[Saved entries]

——————————

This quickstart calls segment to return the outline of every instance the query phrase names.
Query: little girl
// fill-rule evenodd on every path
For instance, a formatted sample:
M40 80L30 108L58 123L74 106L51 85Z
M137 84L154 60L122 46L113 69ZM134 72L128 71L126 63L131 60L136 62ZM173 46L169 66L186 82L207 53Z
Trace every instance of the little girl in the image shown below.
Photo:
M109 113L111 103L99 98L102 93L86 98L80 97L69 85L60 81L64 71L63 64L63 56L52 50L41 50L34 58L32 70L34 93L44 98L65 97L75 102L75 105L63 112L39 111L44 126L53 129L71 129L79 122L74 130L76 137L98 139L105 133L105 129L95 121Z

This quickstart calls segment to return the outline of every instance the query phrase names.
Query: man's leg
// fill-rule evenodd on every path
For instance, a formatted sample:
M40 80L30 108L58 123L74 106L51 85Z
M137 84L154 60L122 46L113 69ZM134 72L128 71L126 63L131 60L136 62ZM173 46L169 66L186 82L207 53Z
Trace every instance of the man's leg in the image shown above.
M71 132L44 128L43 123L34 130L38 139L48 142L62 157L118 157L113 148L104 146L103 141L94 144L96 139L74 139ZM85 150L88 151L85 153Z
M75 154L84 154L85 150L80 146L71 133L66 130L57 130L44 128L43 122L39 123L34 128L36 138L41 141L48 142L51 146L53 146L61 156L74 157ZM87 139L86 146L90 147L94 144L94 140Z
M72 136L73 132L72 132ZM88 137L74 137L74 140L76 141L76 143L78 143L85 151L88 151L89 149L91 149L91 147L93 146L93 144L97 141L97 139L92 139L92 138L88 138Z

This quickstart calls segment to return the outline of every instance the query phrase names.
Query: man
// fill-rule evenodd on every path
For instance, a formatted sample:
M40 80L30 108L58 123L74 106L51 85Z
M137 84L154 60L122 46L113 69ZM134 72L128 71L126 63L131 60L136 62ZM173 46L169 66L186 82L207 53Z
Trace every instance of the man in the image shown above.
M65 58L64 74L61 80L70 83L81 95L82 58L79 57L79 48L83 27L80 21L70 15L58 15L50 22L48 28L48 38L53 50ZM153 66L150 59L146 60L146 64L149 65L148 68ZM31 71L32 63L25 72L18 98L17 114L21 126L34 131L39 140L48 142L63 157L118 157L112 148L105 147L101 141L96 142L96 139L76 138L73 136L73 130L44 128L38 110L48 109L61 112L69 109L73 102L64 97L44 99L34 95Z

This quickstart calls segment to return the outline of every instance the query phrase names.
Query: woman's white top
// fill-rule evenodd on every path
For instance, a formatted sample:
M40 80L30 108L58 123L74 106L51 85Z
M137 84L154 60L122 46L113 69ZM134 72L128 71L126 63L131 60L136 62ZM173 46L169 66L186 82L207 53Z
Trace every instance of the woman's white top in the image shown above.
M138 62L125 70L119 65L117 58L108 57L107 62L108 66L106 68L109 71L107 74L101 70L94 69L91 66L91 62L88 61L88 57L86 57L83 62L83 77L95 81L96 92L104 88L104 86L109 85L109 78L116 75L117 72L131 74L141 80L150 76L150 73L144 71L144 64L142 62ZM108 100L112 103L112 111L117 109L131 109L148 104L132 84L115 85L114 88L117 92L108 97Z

——————————

[What you need to do] Using the entries above, give again exactly the lines from the line holding "Trace every instance of the man's" through the line holding "Query: woman's white top". Include both end lines and nothing else.

[Response below]
Trace every instance of the man's leg in the image shown above.
M71 132L44 128L43 123L34 130L38 139L48 142L62 157L118 157L113 148L104 146L103 141L94 144L96 139L74 139ZM85 150L88 151L85 153Z
M75 154L84 154L85 150L80 146L71 133L66 130L57 130L44 128L43 122L39 123L34 128L36 138L41 141L48 142L51 146L53 146L61 156L74 157ZM87 139L86 146L90 147L94 144L94 140Z
M72 136L73 132L72 132ZM88 137L74 137L74 140L76 141L76 143L78 143L85 151L88 151L89 149L91 149L91 147L93 146L93 144L97 141L97 139L92 139L92 138L88 138Z

This quickstart calls segment to return the outline of every instance the query phrase names.
Query: man
// fill-rule evenodd on every path
For instance, a formatted sample:
M40 80L30 108L58 123L74 106L51 85Z
M137 84L154 60L122 46L113 69ZM134 72L128 71L126 63L131 60L136 62ZM173 46L169 66L186 82L207 53Z
Trace every instance of the man in the image shown above.
M65 58L64 74L61 80L70 83L81 95L82 58L79 57L79 48L83 27L80 21L70 15L58 15L50 22L48 28L48 38L53 50ZM153 66L150 59L146 60L146 64L149 65L148 68ZM31 71L32 63L25 72L18 98L17 114L21 126L34 131L39 140L48 142L63 157L118 157L112 148L105 147L101 141L96 142L96 139L76 138L73 136L73 130L44 128L38 110L48 109L61 112L69 109L73 102L64 97L44 99L34 95Z

This quickstart calls segment to return the outline of every instance the query phrase names.
Query: woman's white top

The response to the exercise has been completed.